→ Problem description
Can you reproduce the passage on the Red Sox under Valentine below, starting with "The Red Sox" and going on through "pundit Bobby Valentine.", word for word?

→ Passage to read

━━━━━━━━━━━━━━━━━━━━

The Valentine era[edit]

The Red Sox "send in the clowns" to take the other clowns out of a losing game.

The hard-core baseball fan will understand that the solution for that concerted collapse involves multiple steps:

  1. Ensure that all the underperforming, big-name athletes are signed for the next season.
  2. Fire the championship manager, after softening him up in the press with rumors about pill-popping and domestic troubles.
  3. Declare in the media that his replacement will not be some wisecracking television pundit such as Bobby Valentine.
  4. Hire wisecracking television pundit Bobby Valentine.

So it was that Valentine came to the storied franchise for the single, rollercoaster 2012 season. A player's life-training to always talk up the team, somehow never teaches him what to do when the manager himself declares that star firstbaseman Kevin Youkilis is dogging it. So Dustin Pedroia declares that Valentine needed to learn that "that's not the way we do things." Alas, Valentine never did; instead, the club embarked on a series of decisive moves, which, surprising no one, decided things. The club first traded away Youkilis, essentially for nothing, for the crime of not being liked by a manager who obviously was not long for the job himself. (Well, it worked with Nomar!) Then it traded away most of the other superstars, acquiring in exchange some promising talent on farm teams and freeing up cash for a promising 2013 season, while still trying to sell tickets for 2012. Valentine, meanwhile, practiced his specialty: Wisecracking and acting stupid.

━━━━━━━━━━━━━━━━━━━━

[Stored records]

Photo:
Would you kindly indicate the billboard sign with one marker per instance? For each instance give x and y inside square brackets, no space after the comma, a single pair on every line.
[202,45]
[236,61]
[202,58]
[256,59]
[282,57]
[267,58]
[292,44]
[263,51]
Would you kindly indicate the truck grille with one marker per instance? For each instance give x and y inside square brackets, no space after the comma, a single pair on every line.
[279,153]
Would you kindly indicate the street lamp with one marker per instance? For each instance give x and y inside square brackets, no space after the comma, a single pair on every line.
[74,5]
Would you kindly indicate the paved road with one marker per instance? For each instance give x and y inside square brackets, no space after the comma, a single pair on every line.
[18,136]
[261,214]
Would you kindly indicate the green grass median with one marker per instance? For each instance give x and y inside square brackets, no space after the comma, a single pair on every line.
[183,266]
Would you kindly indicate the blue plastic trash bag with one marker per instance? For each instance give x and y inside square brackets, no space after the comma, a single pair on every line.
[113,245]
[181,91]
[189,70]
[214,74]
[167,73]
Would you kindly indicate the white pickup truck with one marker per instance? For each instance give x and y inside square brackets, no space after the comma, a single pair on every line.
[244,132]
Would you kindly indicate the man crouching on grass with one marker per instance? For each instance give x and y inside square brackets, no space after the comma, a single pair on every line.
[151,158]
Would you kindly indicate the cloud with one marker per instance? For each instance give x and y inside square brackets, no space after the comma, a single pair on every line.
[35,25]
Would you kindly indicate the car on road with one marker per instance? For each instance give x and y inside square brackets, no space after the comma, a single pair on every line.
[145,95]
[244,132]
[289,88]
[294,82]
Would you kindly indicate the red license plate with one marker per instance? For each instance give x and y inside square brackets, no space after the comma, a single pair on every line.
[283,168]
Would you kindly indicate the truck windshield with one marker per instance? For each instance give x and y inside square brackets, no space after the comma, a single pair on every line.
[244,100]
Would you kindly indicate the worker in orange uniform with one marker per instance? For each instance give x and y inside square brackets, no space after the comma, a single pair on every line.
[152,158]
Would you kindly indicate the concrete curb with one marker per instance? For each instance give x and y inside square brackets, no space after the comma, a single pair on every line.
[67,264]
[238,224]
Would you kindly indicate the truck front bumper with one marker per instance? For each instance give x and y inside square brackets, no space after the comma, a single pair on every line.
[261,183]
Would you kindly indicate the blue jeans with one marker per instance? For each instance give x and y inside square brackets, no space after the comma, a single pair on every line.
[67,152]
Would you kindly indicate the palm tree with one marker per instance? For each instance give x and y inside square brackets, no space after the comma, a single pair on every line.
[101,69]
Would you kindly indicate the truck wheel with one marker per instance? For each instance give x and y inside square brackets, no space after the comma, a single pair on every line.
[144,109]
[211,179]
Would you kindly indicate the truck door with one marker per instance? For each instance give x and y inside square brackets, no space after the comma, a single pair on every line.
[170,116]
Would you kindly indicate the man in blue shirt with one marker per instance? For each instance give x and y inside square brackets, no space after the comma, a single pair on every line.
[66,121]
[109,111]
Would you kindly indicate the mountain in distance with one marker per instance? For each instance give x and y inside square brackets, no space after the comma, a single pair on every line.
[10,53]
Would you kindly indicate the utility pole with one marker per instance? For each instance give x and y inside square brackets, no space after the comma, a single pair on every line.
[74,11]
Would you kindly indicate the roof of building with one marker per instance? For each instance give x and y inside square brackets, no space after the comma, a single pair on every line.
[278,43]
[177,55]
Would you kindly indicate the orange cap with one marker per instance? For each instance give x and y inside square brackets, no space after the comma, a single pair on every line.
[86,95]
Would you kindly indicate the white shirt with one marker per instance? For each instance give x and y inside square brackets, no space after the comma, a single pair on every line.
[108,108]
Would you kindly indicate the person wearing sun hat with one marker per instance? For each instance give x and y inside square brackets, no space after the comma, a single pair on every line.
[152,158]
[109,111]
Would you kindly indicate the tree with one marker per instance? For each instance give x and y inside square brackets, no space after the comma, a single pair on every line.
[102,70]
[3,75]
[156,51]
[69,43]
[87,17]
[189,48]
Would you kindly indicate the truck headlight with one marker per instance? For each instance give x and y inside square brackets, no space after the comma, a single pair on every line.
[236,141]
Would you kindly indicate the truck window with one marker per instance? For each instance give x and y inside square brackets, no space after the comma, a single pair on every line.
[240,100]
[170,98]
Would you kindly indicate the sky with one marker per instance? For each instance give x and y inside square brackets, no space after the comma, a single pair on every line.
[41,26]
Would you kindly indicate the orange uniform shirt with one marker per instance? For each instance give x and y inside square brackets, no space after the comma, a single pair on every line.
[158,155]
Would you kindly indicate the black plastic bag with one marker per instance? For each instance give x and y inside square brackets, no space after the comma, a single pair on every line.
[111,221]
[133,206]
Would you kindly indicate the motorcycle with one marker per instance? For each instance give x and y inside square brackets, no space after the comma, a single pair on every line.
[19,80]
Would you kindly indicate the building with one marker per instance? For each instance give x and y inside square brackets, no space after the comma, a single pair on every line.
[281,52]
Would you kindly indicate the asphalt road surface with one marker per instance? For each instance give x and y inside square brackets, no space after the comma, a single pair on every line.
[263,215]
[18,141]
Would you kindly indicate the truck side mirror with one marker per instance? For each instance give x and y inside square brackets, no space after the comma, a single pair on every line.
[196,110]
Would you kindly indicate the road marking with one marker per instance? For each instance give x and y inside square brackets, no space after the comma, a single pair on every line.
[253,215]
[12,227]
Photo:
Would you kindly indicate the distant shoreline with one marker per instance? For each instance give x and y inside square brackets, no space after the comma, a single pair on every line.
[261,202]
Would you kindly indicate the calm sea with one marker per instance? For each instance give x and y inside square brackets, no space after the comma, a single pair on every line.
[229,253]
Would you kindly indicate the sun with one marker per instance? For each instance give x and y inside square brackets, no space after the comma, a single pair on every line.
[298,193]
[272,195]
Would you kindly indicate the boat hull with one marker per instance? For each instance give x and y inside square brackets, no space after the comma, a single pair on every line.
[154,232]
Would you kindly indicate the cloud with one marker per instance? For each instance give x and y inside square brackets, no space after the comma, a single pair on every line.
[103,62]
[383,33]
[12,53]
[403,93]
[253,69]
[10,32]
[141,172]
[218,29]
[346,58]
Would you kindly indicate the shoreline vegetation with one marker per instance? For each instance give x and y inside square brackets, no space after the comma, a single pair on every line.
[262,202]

━━━━━━━━━━━━━━━━━━━━

→ Response box
The Red Sox "send in the clowns" to take the other clowns out of a losing game.

The hard-core baseball fan will understand that the solution for that concerted collapse involves multiple steps:

  1. Ensure that all the underperforming, big-name athletes are signed for the next season.
  2. Fire the championship manager, after softening him up in the press with rumors about pill-popping and domestic troubles.
  3. Declare in the media that his replacement will not be some wisecracking television pundit such as Bobby Valentine.
  4. Hire wisecracking television pundit Bobby Valentine.